Jobs:
A. Please list every boundary condition that the finite element modeling excerpt names for the model, along with where each one applies.
B. According to the finite element modeling excerpt, how far was the grid densified in the point source region?
C. Pick up the finite element modeling excerpt where it stops and keep writing it.

The boundary conditions are as follows: stress-free upper surface of water and solid foundation, weakly reflecting conditions at the bottom and right boundary of the model, axial symmetry at the left boundary, and equality of normal displacements and stresses at the contact boundary between the two phases. Also, to better absorb propagating waves at the model boundary and minimize their reflection back, i.e., to conditionally ensure the boundarylessness of the medium, perfectly matched layers of thickness λ_R were used in the bottom and right parts of the model. A detailed description of the boundary conditions can be found in [19].

The finite element mesh consisted of triangular and rectangular elements, with the latter conveniently used to reduce the total number of elements in regions with suitable geometry, such as perfectly matched layers. For such a class of problems, about 10 finite elements at one length of the shortest wavelength is considered acceptable. In our case, it is a Rayleigh wave, so the value λ_R/10/KQ was chosen as the characteristic finite element size, varying in the range from 3.3 to 4.6 m depending on the signal frequency. In the point source region, the grid was densified down to 0.6 m. In the perfectly matched layers, an additional condition on the finite element size was used, namely, the following: a perfectly matched layer should consist of at least 10KQ + 1 rows. Note that the optimization of the finite element mesh was not carried out because it was expected that in this case it would not lead to a significant acceleration of the calculations.

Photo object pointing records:
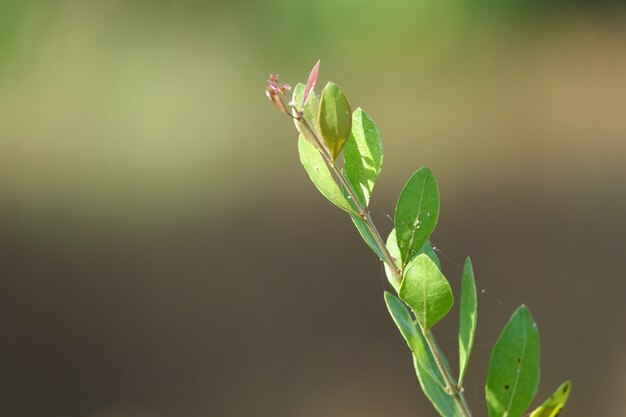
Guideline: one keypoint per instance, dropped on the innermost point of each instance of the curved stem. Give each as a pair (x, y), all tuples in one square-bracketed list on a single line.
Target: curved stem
[(363, 211), (452, 389)]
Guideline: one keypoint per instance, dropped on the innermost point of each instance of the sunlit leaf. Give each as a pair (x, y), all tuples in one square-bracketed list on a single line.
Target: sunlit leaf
[(321, 176), (513, 375), (468, 317), (392, 247), (416, 213), (426, 291), (363, 155), (553, 405), (431, 380), (310, 112), (335, 118)]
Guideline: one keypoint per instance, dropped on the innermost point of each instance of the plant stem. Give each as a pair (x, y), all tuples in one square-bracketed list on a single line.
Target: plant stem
[(363, 211), (451, 388)]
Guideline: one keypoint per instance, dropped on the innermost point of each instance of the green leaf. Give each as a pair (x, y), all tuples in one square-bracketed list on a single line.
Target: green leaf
[(469, 315), (335, 118), (426, 291), (513, 375), (320, 174), (553, 405), (363, 155), (392, 247), (366, 234), (417, 212), (310, 112), (428, 374)]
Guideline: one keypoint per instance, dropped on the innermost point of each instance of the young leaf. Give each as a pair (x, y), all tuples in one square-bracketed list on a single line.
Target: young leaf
[(426, 291), (513, 374), (363, 155), (392, 247), (428, 374), (469, 314), (335, 118), (319, 173), (417, 212), (553, 405), (310, 83), (309, 111), (366, 234)]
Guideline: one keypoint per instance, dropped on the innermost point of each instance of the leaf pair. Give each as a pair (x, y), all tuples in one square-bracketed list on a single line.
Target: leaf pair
[(513, 376), (428, 374)]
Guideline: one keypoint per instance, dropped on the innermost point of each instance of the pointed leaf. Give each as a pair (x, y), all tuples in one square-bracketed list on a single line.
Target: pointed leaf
[(513, 375), (363, 155), (392, 247), (335, 118), (417, 212), (469, 315), (426, 291), (310, 112), (320, 174), (428, 374), (553, 405)]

Response list:
A.
- Stress-free upper surface of water and solid foundation
- Weakly reflecting conditions at the bottom and right boundary of the model
- Axial symmetry at the left boundary
- Equality of normal displacements and stresses at the contact boundary between the two phases

B. Down to 0.6 m.

C.
The elastic properties of the materials under study were described by standard linear equations for an ideally elastic isotropic homogeneous medium [19]. A point acoustic monopole located on the symmetry axis at a depth of $h_s$, which varied during the numerical study in a range from −18 m to −15 m, was used as a signal source. The amplitude of the source was selected so that its power corresponded to the power of the transmitter used in the experiment. The main calculations were performed in the frequency space, i.e., for the harmonic mode of radiation. The output data of the numerical model were the pressure values at the depth $h_s$ at several distances from the source, the estimation of the acoustic power of the source as the integral of the radiation intensity over the sphere surrounding the source, and the vertical $U_x$ and horizontal $U_y$ displacement amplitudes at the point corresponding to the place of installation of the laser strainmeter, as well as the values of these amplitudes ${\widehat{U}}_x$ and ${\widehat{U}}_y$, averaged over a 500 m long section of the medium surface (about 10 lengths of the strainmeter bases) near the point of installation of the laser strainmeter. The averaged values of the displacement amplitudes allow us to exclude the influence of spatial modulation and estimate their typical values.

3.2. Verification and Validation of the Numerical Model

To verify the numerical model, we compare it with a known solution using a simplified formulation, such as the coastal wedge mathematical model with a flat boundary between the media (Figure 3). The coastal wedge is a developed problem in hydroacoustics and is particularly popular with Chinese colleagues [14,18,22]. The Acoustical Society of America (ASA) has proposed the use of a number of reference models and rules for presenting results to verify new solutions, including the coastal wedge mathematical model. Analytical representations for the field in a fluid in the idealized case of a wedge, with a perfectly soft or perfectly rigid bottom, have been derived [22]. In addition, the problems of signal propagation up and down the slope have been considered separately [23]. In the case of a penetrable bottom, based on the method of imaginary sources [24] and considering the reflection coefficients of a spherical wave field from a flat interface [25], an expression for the calculation of a three-dimensional sound field with a fluid and elastic foundation [20] is obtained. We are interested in the latter case as the closest to reality.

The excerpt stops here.